## Data in this exercise
+-------+

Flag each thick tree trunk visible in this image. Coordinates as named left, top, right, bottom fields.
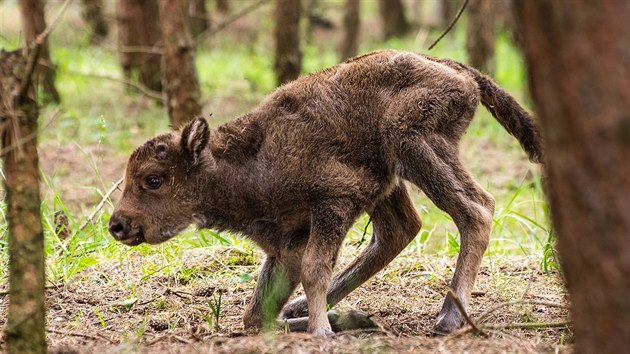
left=80, top=0, right=109, bottom=44
left=18, top=0, right=61, bottom=104
left=159, top=0, right=203, bottom=128
left=516, top=2, right=630, bottom=353
left=0, top=50, right=47, bottom=354
left=116, top=0, right=162, bottom=92
left=339, top=0, right=360, bottom=61
left=274, top=0, right=301, bottom=85
left=466, top=0, right=494, bottom=75
left=378, top=0, right=409, bottom=40
left=187, top=0, right=210, bottom=38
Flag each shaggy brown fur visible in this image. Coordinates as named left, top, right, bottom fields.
left=109, top=50, right=543, bottom=336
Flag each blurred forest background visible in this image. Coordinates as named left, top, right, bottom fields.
left=0, top=1, right=573, bottom=353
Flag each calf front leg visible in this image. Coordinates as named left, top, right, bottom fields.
left=301, top=201, right=357, bottom=336
left=243, top=254, right=301, bottom=331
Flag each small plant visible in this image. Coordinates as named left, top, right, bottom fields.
left=206, top=291, right=223, bottom=332
left=94, top=307, right=106, bottom=327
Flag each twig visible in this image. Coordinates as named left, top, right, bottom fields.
left=357, top=216, right=372, bottom=248
left=47, top=328, right=113, bottom=343
left=476, top=299, right=568, bottom=324
left=18, top=0, right=74, bottom=99
left=447, top=288, right=486, bottom=336
left=78, top=177, right=124, bottom=232
left=195, top=0, right=272, bottom=44
left=480, top=321, right=570, bottom=330
left=0, top=108, right=62, bottom=157
left=428, top=0, right=470, bottom=50
left=66, top=71, right=164, bottom=102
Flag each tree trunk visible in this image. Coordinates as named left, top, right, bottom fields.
left=80, top=0, right=109, bottom=44
left=516, top=2, right=630, bottom=353
left=440, top=0, right=457, bottom=27
left=187, top=0, right=210, bottom=38
left=466, top=0, right=495, bottom=75
left=378, top=0, right=409, bottom=40
left=216, top=0, right=229, bottom=14
left=274, top=0, right=302, bottom=85
left=339, top=0, right=360, bottom=61
left=18, top=0, right=61, bottom=104
left=116, top=0, right=162, bottom=92
left=159, top=0, right=203, bottom=128
left=0, top=50, right=47, bottom=354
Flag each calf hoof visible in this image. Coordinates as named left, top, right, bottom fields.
left=311, top=327, right=336, bottom=338
left=432, top=311, right=465, bottom=336
left=280, top=296, right=309, bottom=319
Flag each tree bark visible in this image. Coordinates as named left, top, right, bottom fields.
left=187, top=0, right=210, bottom=38
left=116, top=0, right=162, bottom=92
left=18, top=0, right=61, bottom=104
left=466, top=0, right=495, bottom=75
left=274, top=0, right=302, bottom=85
left=378, top=0, right=409, bottom=40
left=0, top=50, right=47, bottom=354
left=80, top=0, right=109, bottom=44
left=159, top=0, right=203, bottom=128
left=339, top=0, right=360, bottom=61
left=516, top=2, right=630, bottom=353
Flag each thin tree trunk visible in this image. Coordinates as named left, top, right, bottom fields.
left=159, top=0, right=203, bottom=128
left=116, top=0, right=162, bottom=92
left=81, top=0, right=109, bottom=44
left=18, top=0, right=61, bottom=104
left=216, top=0, right=229, bottom=14
left=274, top=0, right=301, bottom=85
left=339, top=0, right=360, bottom=61
left=0, top=50, right=47, bottom=354
left=187, top=0, right=210, bottom=38
left=378, top=0, right=409, bottom=40
left=516, top=2, right=630, bottom=353
left=466, top=0, right=494, bottom=75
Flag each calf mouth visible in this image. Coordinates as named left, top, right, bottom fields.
left=119, top=230, right=145, bottom=246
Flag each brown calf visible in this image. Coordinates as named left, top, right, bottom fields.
left=109, top=50, right=543, bottom=336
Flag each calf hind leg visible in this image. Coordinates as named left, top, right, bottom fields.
left=398, top=137, right=494, bottom=335
left=280, top=184, right=422, bottom=320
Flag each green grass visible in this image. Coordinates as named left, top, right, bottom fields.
left=0, top=1, right=556, bottom=290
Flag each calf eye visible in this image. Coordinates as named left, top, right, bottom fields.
left=145, top=176, right=162, bottom=190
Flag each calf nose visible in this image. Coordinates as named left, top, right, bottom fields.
left=109, top=213, right=131, bottom=240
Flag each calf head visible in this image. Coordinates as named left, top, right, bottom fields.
left=109, top=118, right=211, bottom=246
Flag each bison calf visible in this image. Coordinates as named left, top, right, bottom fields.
left=109, top=50, right=543, bottom=336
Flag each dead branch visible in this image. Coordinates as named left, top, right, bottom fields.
left=446, top=288, right=486, bottom=336
left=428, top=0, right=470, bottom=50
left=480, top=321, right=570, bottom=330
left=78, top=177, right=124, bottom=232
left=47, top=328, right=116, bottom=343
left=476, top=299, right=568, bottom=324
left=195, top=0, right=272, bottom=44
left=67, top=71, right=164, bottom=102
left=18, top=0, right=74, bottom=99
left=0, top=108, right=62, bottom=158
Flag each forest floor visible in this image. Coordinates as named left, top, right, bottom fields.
left=2, top=239, right=571, bottom=354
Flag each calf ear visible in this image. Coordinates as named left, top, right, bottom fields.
left=180, top=117, right=210, bottom=164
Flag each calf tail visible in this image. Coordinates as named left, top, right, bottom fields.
left=423, top=55, right=545, bottom=164
left=471, top=69, right=544, bottom=164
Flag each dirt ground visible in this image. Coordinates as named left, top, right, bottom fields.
left=0, top=245, right=571, bottom=353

+-------+

Copy the listing over exactly, skipping the pictures it holds.

Flag each thick tree trunk visible in this image. Coordinates as named left, top, right, bottom fields.
left=80, top=0, right=109, bottom=44
left=18, top=0, right=61, bottom=104
left=159, top=0, right=203, bottom=128
left=516, top=2, right=630, bottom=353
left=0, top=50, right=47, bottom=354
left=116, top=0, right=162, bottom=92
left=339, top=0, right=360, bottom=61
left=274, top=0, right=301, bottom=85
left=466, top=0, right=494, bottom=75
left=378, top=0, right=409, bottom=40
left=187, top=0, right=210, bottom=38
Flag each shaggy brown fur visible in this image. Coordinates as named left, top, right, bottom fields.
left=109, top=50, right=543, bottom=336
Flag each blurred forest background visible in this image. Coordinates as named left, top, right, bottom fields.
left=0, top=1, right=573, bottom=353
Flag each calf front leg visible in this image. Coordinates as named left, top, right, bottom fields.
left=301, top=201, right=357, bottom=336
left=243, top=254, right=301, bottom=331
Flag each small plant visible in this image. Coordinates as named left, top, right, bottom fields.
left=206, top=291, right=223, bottom=332
left=94, top=307, right=106, bottom=327
Flag each twig visible in this image. Coordinates as named left, top, right, bottom fields.
left=357, top=216, right=372, bottom=248
left=47, top=328, right=113, bottom=343
left=476, top=299, right=568, bottom=324
left=18, top=0, right=74, bottom=99
left=447, top=288, right=486, bottom=336
left=78, top=177, right=124, bottom=232
left=195, top=0, right=272, bottom=44
left=480, top=321, right=570, bottom=330
left=0, top=108, right=62, bottom=157
left=428, top=0, right=470, bottom=50
left=66, top=71, right=164, bottom=102
Flag each tree trunk visible in this image. Coordinates as named left, top, right, bottom fields.
left=80, top=0, right=109, bottom=44
left=516, top=2, right=630, bottom=353
left=440, top=0, right=457, bottom=27
left=187, top=0, right=210, bottom=38
left=466, top=0, right=495, bottom=75
left=378, top=0, right=409, bottom=40
left=216, top=0, right=229, bottom=14
left=274, top=0, right=302, bottom=85
left=339, top=0, right=360, bottom=61
left=18, top=0, right=61, bottom=104
left=116, top=0, right=162, bottom=92
left=159, top=0, right=203, bottom=128
left=0, top=50, right=47, bottom=354
Flag each calf hoof visible in this image. Coordinates as named left, top, right, bottom fields.
left=311, top=327, right=336, bottom=338
left=432, top=311, right=465, bottom=336
left=280, top=296, right=309, bottom=319
Flag each tree bark visible in this image. Coordinates as named left, top, right, bottom fields.
left=187, top=0, right=210, bottom=38
left=116, top=0, right=162, bottom=92
left=18, top=0, right=61, bottom=104
left=466, top=0, right=495, bottom=75
left=274, top=0, right=302, bottom=85
left=378, top=0, right=409, bottom=40
left=0, top=50, right=47, bottom=354
left=80, top=0, right=109, bottom=44
left=159, top=0, right=203, bottom=128
left=339, top=0, right=360, bottom=61
left=516, top=2, right=630, bottom=353
Flag each thin tree trunk visible in this image. Coordinates as named left, top, right, bottom fields.
left=159, top=0, right=203, bottom=128
left=116, top=0, right=162, bottom=92
left=81, top=0, right=109, bottom=44
left=18, top=0, right=61, bottom=104
left=216, top=0, right=229, bottom=14
left=274, top=0, right=301, bottom=85
left=339, top=0, right=360, bottom=61
left=0, top=50, right=47, bottom=354
left=187, top=0, right=210, bottom=38
left=378, top=0, right=409, bottom=40
left=516, top=2, right=630, bottom=353
left=466, top=0, right=494, bottom=75
Flag each calf mouth visible in this image. Coordinates as named left, top, right, bottom fields.
left=119, top=230, right=145, bottom=246
Flag each brown calf visible in this image. Coordinates as named left, top, right, bottom fields.
left=109, top=50, right=543, bottom=336
Flag each calf hind leg visible in this image. Coordinates as named left, top, right, bottom fields.
left=398, top=137, right=494, bottom=335
left=280, top=184, right=422, bottom=320
Flag each green grass visible in this image. Coordinates as named left, top, right, bottom fields.
left=0, top=1, right=556, bottom=290
Flag each calf eye visible in this image. Coordinates as named left, top, right, bottom fields.
left=145, top=176, right=162, bottom=190
Flag each calf nose visible in this image. Coordinates as named left, top, right, bottom fields.
left=109, top=213, right=131, bottom=240
Flag each calf head visible in this image. Coordinates as named left, top, right, bottom fields.
left=109, top=118, right=211, bottom=246
Flag each bison calf visible in this image. Coordinates as named left, top, right, bottom fields.
left=109, top=50, right=543, bottom=336
Flag each dead branch visible in this image. Coordinates as named left, top, right, bottom fields.
left=446, top=288, right=486, bottom=336
left=428, top=0, right=470, bottom=50
left=480, top=321, right=570, bottom=330
left=78, top=177, right=124, bottom=232
left=47, top=328, right=116, bottom=343
left=476, top=299, right=568, bottom=324
left=195, top=0, right=272, bottom=44
left=67, top=71, right=164, bottom=102
left=18, top=0, right=74, bottom=99
left=0, top=108, right=62, bottom=158
Flag each forest floor visible in this image. Coordinates as named left, top, right, bottom fields.
left=2, top=239, right=571, bottom=354
Flag each calf ear visible in this image. Coordinates as named left, top, right, bottom fields.
left=180, top=117, right=210, bottom=164
Flag each calf tail visible in this image. Coordinates as named left, top, right, bottom fields.
left=423, top=55, right=545, bottom=164
left=471, top=69, right=544, bottom=164
Flag each dirt ground visible in this image. Coordinates as named left, top, right, bottom fields.
left=0, top=245, right=571, bottom=353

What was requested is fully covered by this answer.